> Direction
Pick out every line in the items below that contains the word "white", and copy each one.

[Items for identifying locations]
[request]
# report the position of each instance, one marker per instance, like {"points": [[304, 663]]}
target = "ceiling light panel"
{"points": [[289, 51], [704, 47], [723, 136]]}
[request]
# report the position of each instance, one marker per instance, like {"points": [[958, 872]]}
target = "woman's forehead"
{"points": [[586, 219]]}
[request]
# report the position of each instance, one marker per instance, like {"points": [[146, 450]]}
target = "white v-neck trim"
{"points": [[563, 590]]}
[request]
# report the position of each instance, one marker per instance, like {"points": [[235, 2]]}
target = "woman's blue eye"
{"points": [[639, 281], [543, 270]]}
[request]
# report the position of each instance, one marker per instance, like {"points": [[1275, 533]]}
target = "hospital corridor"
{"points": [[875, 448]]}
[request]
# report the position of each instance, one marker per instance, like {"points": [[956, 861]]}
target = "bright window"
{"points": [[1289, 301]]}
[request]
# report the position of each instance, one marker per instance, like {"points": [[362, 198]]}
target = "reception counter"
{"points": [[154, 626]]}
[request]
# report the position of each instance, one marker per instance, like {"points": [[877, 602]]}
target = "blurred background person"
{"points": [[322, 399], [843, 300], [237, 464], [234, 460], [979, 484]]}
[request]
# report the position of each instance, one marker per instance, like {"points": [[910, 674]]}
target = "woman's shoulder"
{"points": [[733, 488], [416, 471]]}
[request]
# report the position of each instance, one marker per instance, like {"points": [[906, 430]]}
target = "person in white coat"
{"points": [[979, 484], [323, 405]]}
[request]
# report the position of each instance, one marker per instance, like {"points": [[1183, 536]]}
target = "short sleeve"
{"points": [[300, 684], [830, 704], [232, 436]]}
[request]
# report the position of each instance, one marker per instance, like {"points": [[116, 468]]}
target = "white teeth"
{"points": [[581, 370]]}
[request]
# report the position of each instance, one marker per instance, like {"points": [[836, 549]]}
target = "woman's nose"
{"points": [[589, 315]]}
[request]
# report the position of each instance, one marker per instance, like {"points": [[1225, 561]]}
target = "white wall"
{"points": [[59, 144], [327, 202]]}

> Answer to this task
target = "white v-neck trim"
target = "person in white coat"
target = "white teeth"
target = "white wall"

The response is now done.